• _Reading text_:
▬▬▬▬▬▬

When you’re in conversation with your SO ask them questions about what they’re sharing. This is easy if they’re sharing something that’s deeply interesting to you, you’ll have tons of questions pop up. But when your SO is sharing something more personal and talking about their feelings or thoughts it can be more difficult, but this is where you ask THE MOST IMPORTANT QUESTIONS.

  • Ask the DF (dominant feminine thinker): “How does that make you feel?”
  • Ask the DM (dominant masculine thinker): “What do you think about that?”

When you ask this question, you’re sure to learn something new about your person that you didn’t know. And the more you know about each other, the easier it is to say and do things for them that make a huge difference.

For example, because I (Jack) pay attention and want to know Tiff’s likes and dislikes, I know that she does NOT like ice cream (except very occasionally she wants a soft serve twist cone…without the cone of course) so now when I want to bring a treat home for her I will bring caramels, pomegranate seeds (already shelled), or the old standby, a Reese’s Crunchy Big Peanut Butter Cup.  All because I listen.

Listening pays off in HUGE ways.

Oh and don’t try to finish their sentences because you THINK you know what they’re going to say (I’ve (Jack) been so guilty of this and can tell you I’m getting better and better at zipping my f—— lip). Rarely will you get it right so just zip the lip and pay attention.

TOP SECRET INFO:

The DF wants to know that they captivate you and that they’re desired. The DM wants to know that they please you and are appreciated for what they do.

5. KISS ME DEEP

We couldn’t EVER write an article about the simple things you can do to make a big difference in your relationship, without bringing up kissing, now can we?!!

Kissing is vital.

When is the last time you kissed your SO in a way that stopped them in their tracks? If it has been longer than 24 hours, REPENT NOW! Go find them right now and kiss them like you mean it, damn it!

When you’re kissing, KISS DEEP and take your time.

Don’t think about bills, or what you need to get done, just kiss… and FEEL it all the way through your body right down to your toes.

▬▬▬▬▬▬

• _Given request a_: Please retype the rows from the start of the rows through the line containing "135 32 L 132", including both ends, and leave the pictures out.

• _Task material_:

▬▬▬▬▬▬

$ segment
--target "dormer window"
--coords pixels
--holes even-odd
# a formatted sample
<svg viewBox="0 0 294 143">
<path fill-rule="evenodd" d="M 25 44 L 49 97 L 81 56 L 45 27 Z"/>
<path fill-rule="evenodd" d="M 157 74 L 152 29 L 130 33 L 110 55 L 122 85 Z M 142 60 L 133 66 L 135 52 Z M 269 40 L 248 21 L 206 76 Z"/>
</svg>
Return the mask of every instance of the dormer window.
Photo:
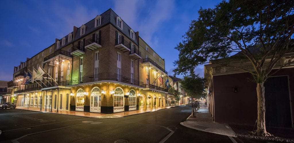
<svg viewBox="0 0 294 143">
<path fill-rule="evenodd" d="M 71 41 L 71 33 L 69 34 L 69 42 Z"/>
<path fill-rule="evenodd" d="M 116 26 L 121 29 L 123 29 L 123 21 L 120 17 L 116 17 Z"/>
<path fill-rule="evenodd" d="M 62 46 L 65 45 L 65 40 L 66 39 L 65 37 L 64 37 L 62 38 Z"/>
<path fill-rule="evenodd" d="M 135 32 L 132 29 L 130 30 L 130 36 L 133 39 L 135 39 Z"/>
<path fill-rule="evenodd" d="M 86 32 L 86 26 L 84 25 L 82 25 L 82 26 L 81 26 L 81 34 L 80 34 L 80 35 L 81 35 L 84 34 Z"/>
<path fill-rule="evenodd" d="M 56 42 L 56 49 L 57 49 L 59 48 L 59 46 L 60 46 L 60 42 L 59 41 L 58 41 Z"/>
<path fill-rule="evenodd" d="M 95 27 L 96 27 L 101 24 L 101 16 L 97 15 L 95 18 Z"/>
</svg>

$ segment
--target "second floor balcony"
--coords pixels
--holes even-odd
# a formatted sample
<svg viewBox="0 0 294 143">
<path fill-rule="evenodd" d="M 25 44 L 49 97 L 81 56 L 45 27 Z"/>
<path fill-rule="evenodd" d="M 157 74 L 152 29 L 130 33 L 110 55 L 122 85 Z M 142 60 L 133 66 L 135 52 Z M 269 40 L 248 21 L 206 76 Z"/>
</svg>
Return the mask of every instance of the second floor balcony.
<svg viewBox="0 0 294 143">
<path fill-rule="evenodd" d="M 56 62 L 57 61 L 55 60 L 56 58 L 61 57 L 61 58 L 59 58 L 59 59 L 68 60 L 69 59 L 71 59 L 72 57 L 73 56 L 71 55 L 71 53 L 69 52 L 60 49 L 44 58 L 43 63 L 46 63 L 52 59 L 55 61 L 54 62 Z"/>
<path fill-rule="evenodd" d="M 78 56 L 86 53 L 85 52 L 85 48 L 80 44 L 74 46 L 71 51 L 72 51 L 71 53 L 71 54 L 76 56 Z"/>
<path fill-rule="evenodd" d="M 167 72 L 166 71 L 166 70 L 165 70 L 163 68 L 162 68 L 162 67 L 161 66 L 160 66 L 158 65 L 158 64 L 156 64 L 155 61 L 154 61 L 153 60 L 151 59 L 150 58 L 148 58 L 143 59 L 143 63 L 149 63 L 151 64 L 155 67 L 156 67 L 156 68 L 159 69 L 161 71 L 164 73 L 165 73 L 167 75 Z M 153 69 L 153 70 L 154 69 Z"/>
<path fill-rule="evenodd" d="M 91 51 L 101 47 L 101 39 L 95 36 L 86 40 L 85 44 L 85 49 Z"/>
<path fill-rule="evenodd" d="M 144 88 L 146 89 L 153 89 L 157 90 L 159 90 L 160 91 L 164 92 L 166 92 L 166 93 L 167 93 L 167 89 L 166 89 L 164 88 L 158 87 L 156 85 L 150 84 L 144 84 L 143 85 Z"/>
<path fill-rule="evenodd" d="M 141 57 L 141 52 L 139 51 L 138 49 L 134 48 L 131 49 L 131 51 L 130 51 L 130 54 L 129 55 L 135 59 L 142 58 Z"/>
<path fill-rule="evenodd" d="M 143 82 L 135 80 L 129 77 L 113 73 L 104 73 L 85 76 L 79 78 L 73 79 L 66 81 L 66 84 L 69 87 L 71 85 L 91 82 L 100 82 L 113 81 L 115 82 L 119 82 L 128 84 L 142 87 L 143 87 Z"/>
<path fill-rule="evenodd" d="M 115 46 L 114 47 L 123 52 L 131 51 L 130 43 L 124 40 L 122 37 L 115 39 Z"/>
</svg>

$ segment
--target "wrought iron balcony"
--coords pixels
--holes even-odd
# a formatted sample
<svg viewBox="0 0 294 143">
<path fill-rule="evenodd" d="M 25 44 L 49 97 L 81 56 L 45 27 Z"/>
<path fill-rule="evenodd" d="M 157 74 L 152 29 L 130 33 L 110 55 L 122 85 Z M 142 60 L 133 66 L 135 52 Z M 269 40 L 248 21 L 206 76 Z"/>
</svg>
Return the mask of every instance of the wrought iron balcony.
<svg viewBox="0 0 294 143">
<path fill-rule="evenodd" d="M 54 53 L 49 55 L 49 56 L 44 58 L 44 61 L 48 61 L 59 55 L 65 56 L 66 56 L 71 58 L 72 58 L 73 57 L 73 56 L 71 55 L 70 53 L 69 52 L 65 51 L 60 49 L 54 52 Z"/>
<path fill-rule="evenodd" d="M 67 86 L 74 85 L 103 80 L 118 81 L 143 87 L 143 82 L 116 74 L 108 73 L 101 73 L 68 80 L 66 84 Z"/>
<path fill-rule="evenodd" d="M 85 49 L 83 47 L 83 46 L 78 44 L 77 44 L 74 46 L 74 47 L 72 48 L 72 52 L 71 53 L 71 54 L 78 56 L 80 55 L 83 54 L 85 52 Z"/>
<path fill-rule="evenodd" d="M 154 65 L 154 66 L 156 66 L 162 72 L 164 72 L 164 73 L 166 74 L 167 74 L 167 72 L 166 71 L 166 70 L 165 70 L 163 68 L 162 68 L 161 66 L 159 66 L 159 65 L 156 64 L 155 61 L 153 61 L 153 60 L 150 59 L 149 58 L 143 59 L 143 63 L 146 63 L 147 62 L 150 62 L 151 64 Z"/>
<path fill-rule="evenodd" d="M 131 49 L 129 55 L 135 59 L 142 58 L 141 57 L 141 52 L 139 51 L 138 49 L 134 48 Z"/>
<path fill-rule="evenodd" d="M 131 51 L 130 43 L 121 38 L 115 39 L 115 46 L 114 47 L 123 52 Z"/>
<path fill-rule="evenodd" d="M 144 84 L 143 85 L 144 88 L 151 88 L 165 92 L 167 92 L 168 91 L 167 89 L 165 89 L 164 88 L 158 87 L 157 86 L 150 84 Z"/>
<path fill-rule="evenodd" d="M 101 39 L 96 37 L 91 38 L 86 40 L 85 49 L 92 51 L 101 47 Z"/>
</svg>

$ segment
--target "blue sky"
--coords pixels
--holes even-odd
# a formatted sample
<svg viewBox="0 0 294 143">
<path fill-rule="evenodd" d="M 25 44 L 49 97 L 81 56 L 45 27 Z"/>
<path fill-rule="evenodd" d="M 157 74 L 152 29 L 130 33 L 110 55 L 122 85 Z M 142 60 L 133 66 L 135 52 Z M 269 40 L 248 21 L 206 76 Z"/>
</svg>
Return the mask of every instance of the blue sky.
<svg viewBox="0 0 294 143">
<path fill-rule="evenodd" d="M 120 16 L 162 58 L 170 75 L 183 40 L 201 7 L 220 1 L 2 0 L 0 5 L 0 80 L 12 80 L 14 67 L 109 8 Z M 196 72 L 203 74 L 203 66 Z M 181 76 L 177 77 L 181 78 Z"/>
</svg>

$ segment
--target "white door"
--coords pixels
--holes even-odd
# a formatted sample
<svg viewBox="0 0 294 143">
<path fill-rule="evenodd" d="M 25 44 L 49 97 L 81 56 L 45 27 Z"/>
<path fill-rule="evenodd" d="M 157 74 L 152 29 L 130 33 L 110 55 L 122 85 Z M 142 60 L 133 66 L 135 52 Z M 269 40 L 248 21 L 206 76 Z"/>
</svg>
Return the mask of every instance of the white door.
<svg viewBox="0 0 294 143">
<path fill-rule="evenodd" d="M 101 112 L 101 96 L 94 95 L 91 97 L 90 111 L 93 112 Z"/>
</svg>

▬▬▬▬▬▬

• _Given request b_: In the relationship advice passage, what does the DM want to know?

• _Output a_:
$ segment
--target "dormer window"
--coords pixels
--holes even-odd
# a formatted sample
<svg viewBox="0 0 294 143">
<path fill-rule="evenodd" d="M 25 44 L 49 97 L 81 56 L 45 27 Z"/>
<path fill-rule="evenodd" d="M 157 74 L 152 29 L 130 33 L 110 55 L 122 85 Z M 142 60 L 133 66 L 135 52 Z M 269 40 L 248 21 L 206 76 Z"/>
</svg>
Return the mask of every instance of the dormer window.
Photo:
<svg viewBox="0 0 294 143">
<path fill-rule="evenodd" d="M 71 41 L 71 33 L 69 34 L 69 42 Z"/>
<path fill-rule="evenodd" d="M 116 26 L 121 29 L 123 29 L 123 21 L 120 17 L 116 17 Z"/>
<path fill-rule="evenodd" d="M 62 46 L 65 45 L 65 40 L 66 39 L 65 37 L 64 37 L 62 38 Z"/>
<path fill-rule="evenodd" d="M 135 32 L 132 29 L 130 30 L 130 36 L 133 39 L 135 39 Z"/>

• _Output b_: The DM wants to know that they please you and are appreciated for what they do.